Tarefa — Reproduza fielmente a parte do trecho exibido abaixo, sobre os fura-filas da vacina, começando em "Hipótese 04: funcionário" e terminando em "(dois) anos, e multa.".

Trecho exibido —
■ ■ ■ ■ ■ ■ ■

Hipótese 03: funcionário público solicitou ou recebeu, para si ou para outrem, direta ou indiretamente, ainda que fora da função, mas em razão dela, vantagem para vacinar alguém que não estava na lista de prioridade da vacina.
Solução jurídica: funcionário público cometeu o crime de corrupção Passiva (CP, artigo 317), cuja pena é de reclusão, de 2 (dois) a 12 (doze) anos, e multa.
Hipótese 04: funcionário público que não tem a posse da vacina, a subtrai, ou concorre para que a mesma seja subtraída, em proveito próprio ou alheio, valendo-se de facilidade que lhe proporciona a qualidade de funcionário.
Solução jurídica: funcionário público cometeu o crime de peculato-furto (CP, artigo 312, § 1º), cuja pena é de reclusão, de 2 (dois) a 12 (doze) anos, e multa.
Hipótese 05: funcionário público se utiliza de cargo ou função pública ou invoca a condição de agente público para furar a fila da vacina.
Solução jurídica: o crime será o de abuso de autoridade (Lei nº 13.869/2019, art. 33, parágrafo único), cuja pena será de detenção, de 6 (seis) meses a 2 (dois) anos, e multa.
O FURA-FILA E O PRINCÍPIO DA ESPECIALIDADE
Determina o princípio da especialidade que a norma especial derroga a geral (lex specialis derogat generali), por exemplo, se o funcionário público for o prefeito, os crimes serão os de responsabilidade dos prefeitos (art. 1º, do Decreto-Lei nº 201/1967), in verbis:
Art. 1º São crimes de responsabilidade dos Prefeitos Municipal, sujeitos ao julgamento do Poder Judiciário, independentemente do pronunciamento da Câmara dos Vereadores:
I – apropriar-se de bens ou rendas públicas, ou desviá-los em proveito próprio ou alheio;
II – utilizar-se, indevidamente, em proveito próprio ou alheio, de bens, rendas ou serviços públicos; (…)
OS FURA-FILAS INFRATORES EXTRANEUS
Diz-se extraneus ao particular que, sabendo da qualidade do funcionário público (intraneus), comete crime em concurso de pessoas com o mesmo, portanto, é possível que um particular (extraneus) concorra para o crime funcional praticado pelo funcionário público (intraneus).
Só será possível identificar o crime cometido peloextraneus, analisando o caso concreto. Seguem algumas hipóteses:
Hipótese nº 01: Tício oferece ou promete vantagem indevida a funcionário público, para que seja vacinado, afrontando a ordem de prioridade da vacina.
Solução jurídica: Tício cometeu o crime de corrupção ativa (CP, art. 333), cuja pena é de reclusão, de 2 (dois) a 12 (doze) anos, e multa.
Hipótese nº 02: Tício declarou, em documento público ou particular, que era enfermeiro e, portanto, pertencia à ordem de prioridade de vacinação. Provou-se que a declaração era falsa e tinha como escopo furar a fila da vacinação.

■ ■ ■ ■ ■ ■ ■

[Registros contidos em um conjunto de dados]
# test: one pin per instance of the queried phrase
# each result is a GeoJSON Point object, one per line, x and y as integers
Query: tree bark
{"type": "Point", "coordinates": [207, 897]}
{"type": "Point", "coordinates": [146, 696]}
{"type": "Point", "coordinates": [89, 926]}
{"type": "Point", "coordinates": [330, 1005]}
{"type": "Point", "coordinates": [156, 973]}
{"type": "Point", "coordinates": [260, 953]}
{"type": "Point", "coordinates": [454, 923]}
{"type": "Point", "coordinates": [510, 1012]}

■ ■ ■ ■ ■ ■ ■

Área de resposta —
Hipótese 04: funcionário público que não tem a posse da vacina, a subtrai, ou concorre para que a mesma seja subtraída, em proveito próprio ou alheio, valendo-se de facilidade que lhe proporciona a qualidade de funcionário.
Solução jurídica: funcionário público cometeu o crime de peculato-furto (CP, artigo 312, § 1º), cuja pena é de reclusão, de 2 (dois) a 12 (doze) anos, e multa.
Hipótese 05: funcionário público se utiliza de cargo ou função pública ou invoca a condição de agente público para furar a fila da vacina.
Solução jurídica: o crime será o de abuso de autoridade (Lei nº 13.869/2019, art. 33, parágrafo único), cuja pena será de detenção, de 6 (seis) meses a 2 (dois) anos, e multa.